*PROMPT:*
Up to and including the final line, retype each line of the records below, starting with the one that contains "Where can the outrigger".

*RECORDS PROVIDED:*
------------------------------------------------
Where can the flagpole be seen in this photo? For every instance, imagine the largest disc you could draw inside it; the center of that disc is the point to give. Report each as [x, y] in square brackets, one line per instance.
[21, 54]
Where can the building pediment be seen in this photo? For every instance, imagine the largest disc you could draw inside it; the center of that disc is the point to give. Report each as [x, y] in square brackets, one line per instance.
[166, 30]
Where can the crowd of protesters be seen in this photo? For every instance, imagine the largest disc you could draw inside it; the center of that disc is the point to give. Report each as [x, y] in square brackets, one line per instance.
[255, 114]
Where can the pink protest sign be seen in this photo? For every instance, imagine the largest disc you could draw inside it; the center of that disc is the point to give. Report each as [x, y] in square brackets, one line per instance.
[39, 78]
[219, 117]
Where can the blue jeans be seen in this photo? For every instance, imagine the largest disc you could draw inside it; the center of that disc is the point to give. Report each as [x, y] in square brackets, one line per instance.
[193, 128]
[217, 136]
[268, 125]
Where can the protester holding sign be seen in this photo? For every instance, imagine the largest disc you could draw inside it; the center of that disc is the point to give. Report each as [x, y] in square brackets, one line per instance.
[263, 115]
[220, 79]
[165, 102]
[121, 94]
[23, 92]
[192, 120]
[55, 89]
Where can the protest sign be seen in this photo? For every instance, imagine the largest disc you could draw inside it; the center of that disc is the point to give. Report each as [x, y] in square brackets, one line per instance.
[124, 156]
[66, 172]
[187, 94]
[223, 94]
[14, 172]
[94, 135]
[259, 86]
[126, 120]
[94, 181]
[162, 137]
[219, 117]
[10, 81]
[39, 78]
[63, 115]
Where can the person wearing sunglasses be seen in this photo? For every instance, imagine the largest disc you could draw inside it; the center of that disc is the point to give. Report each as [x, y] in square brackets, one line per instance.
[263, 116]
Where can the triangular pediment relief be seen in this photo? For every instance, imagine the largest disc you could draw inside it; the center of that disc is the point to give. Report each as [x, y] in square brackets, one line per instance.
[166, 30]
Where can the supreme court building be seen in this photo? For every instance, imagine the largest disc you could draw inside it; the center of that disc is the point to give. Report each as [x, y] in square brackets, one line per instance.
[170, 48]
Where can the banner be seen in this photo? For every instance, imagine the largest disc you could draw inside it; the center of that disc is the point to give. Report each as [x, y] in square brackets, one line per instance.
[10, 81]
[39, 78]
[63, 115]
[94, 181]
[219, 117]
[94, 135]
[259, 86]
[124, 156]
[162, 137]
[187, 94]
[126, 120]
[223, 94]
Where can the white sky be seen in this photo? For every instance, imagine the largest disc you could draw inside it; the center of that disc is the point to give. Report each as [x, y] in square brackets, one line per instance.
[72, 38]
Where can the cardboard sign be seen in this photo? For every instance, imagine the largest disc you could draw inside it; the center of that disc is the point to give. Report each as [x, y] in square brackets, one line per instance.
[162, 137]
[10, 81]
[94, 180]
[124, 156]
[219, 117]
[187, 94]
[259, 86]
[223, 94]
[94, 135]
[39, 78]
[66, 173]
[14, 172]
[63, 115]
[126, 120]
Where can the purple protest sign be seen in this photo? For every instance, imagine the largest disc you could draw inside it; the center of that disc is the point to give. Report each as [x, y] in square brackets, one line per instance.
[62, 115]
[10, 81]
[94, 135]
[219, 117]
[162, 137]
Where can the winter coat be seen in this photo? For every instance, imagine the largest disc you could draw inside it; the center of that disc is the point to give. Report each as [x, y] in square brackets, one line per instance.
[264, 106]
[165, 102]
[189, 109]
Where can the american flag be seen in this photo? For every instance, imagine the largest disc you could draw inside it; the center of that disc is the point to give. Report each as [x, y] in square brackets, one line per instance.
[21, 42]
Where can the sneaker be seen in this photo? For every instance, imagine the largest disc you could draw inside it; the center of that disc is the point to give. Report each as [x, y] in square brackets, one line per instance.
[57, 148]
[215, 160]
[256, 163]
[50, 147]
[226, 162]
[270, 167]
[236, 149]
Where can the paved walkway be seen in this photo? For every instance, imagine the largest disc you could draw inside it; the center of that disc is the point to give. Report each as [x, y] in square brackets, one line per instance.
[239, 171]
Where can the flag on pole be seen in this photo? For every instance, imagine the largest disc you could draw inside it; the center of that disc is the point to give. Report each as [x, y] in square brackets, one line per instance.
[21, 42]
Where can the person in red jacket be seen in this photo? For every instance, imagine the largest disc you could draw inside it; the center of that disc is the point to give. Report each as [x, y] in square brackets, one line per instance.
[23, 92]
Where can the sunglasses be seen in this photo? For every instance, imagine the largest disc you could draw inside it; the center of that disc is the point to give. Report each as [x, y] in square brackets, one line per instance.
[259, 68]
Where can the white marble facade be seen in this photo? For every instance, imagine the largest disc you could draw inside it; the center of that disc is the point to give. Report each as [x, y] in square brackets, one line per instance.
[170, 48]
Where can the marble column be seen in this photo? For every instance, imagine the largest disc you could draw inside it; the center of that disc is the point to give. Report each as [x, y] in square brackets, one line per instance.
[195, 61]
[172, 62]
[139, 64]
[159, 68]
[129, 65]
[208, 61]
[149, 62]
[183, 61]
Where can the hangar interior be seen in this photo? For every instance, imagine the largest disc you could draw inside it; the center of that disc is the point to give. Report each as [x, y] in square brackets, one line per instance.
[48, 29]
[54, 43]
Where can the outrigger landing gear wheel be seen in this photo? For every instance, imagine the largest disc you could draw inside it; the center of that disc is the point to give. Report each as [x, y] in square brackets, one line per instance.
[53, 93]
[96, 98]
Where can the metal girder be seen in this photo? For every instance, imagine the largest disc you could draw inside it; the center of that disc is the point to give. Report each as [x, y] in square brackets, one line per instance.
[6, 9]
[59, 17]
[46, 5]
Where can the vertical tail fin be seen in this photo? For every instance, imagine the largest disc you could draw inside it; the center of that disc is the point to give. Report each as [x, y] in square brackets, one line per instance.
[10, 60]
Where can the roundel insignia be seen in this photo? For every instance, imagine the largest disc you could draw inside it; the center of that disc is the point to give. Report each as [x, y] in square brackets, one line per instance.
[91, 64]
------------------------------------------------
*RESPONSE TO THE EXERCISE:*
Where can the outrigger landing gear wheel be seen in this photo? For every instance, imagine the largest disc you could draw inside it; the center of that disc is the point to give. Report each as [x, y] in square brackets, one line per instance.
[53, 93]
[96, 98]
Where can the metal girder be seen in this photo? For every instance, imagine the largest disc you could draw inside it; the center of that disc is the point to give. Report each as [x, y] in square brackets, one line per instance.
[6, 9]
[59, 17]
[46, 5]
Where can the vertical tail fin be seen in this photo? For every instance, imagine the largest disc you could draw inside it; the center of that disc is the point to give. Report each as [x, y] in square brackets, one line per instance.
[10, 60]
Where can the roundel insignia be seen in this photo? For every instance, imagine the largest disc you could draw inside it; the center of that disc is the point to give. Report each as [x, y] in square brackets, one line per instance.
[91, 64]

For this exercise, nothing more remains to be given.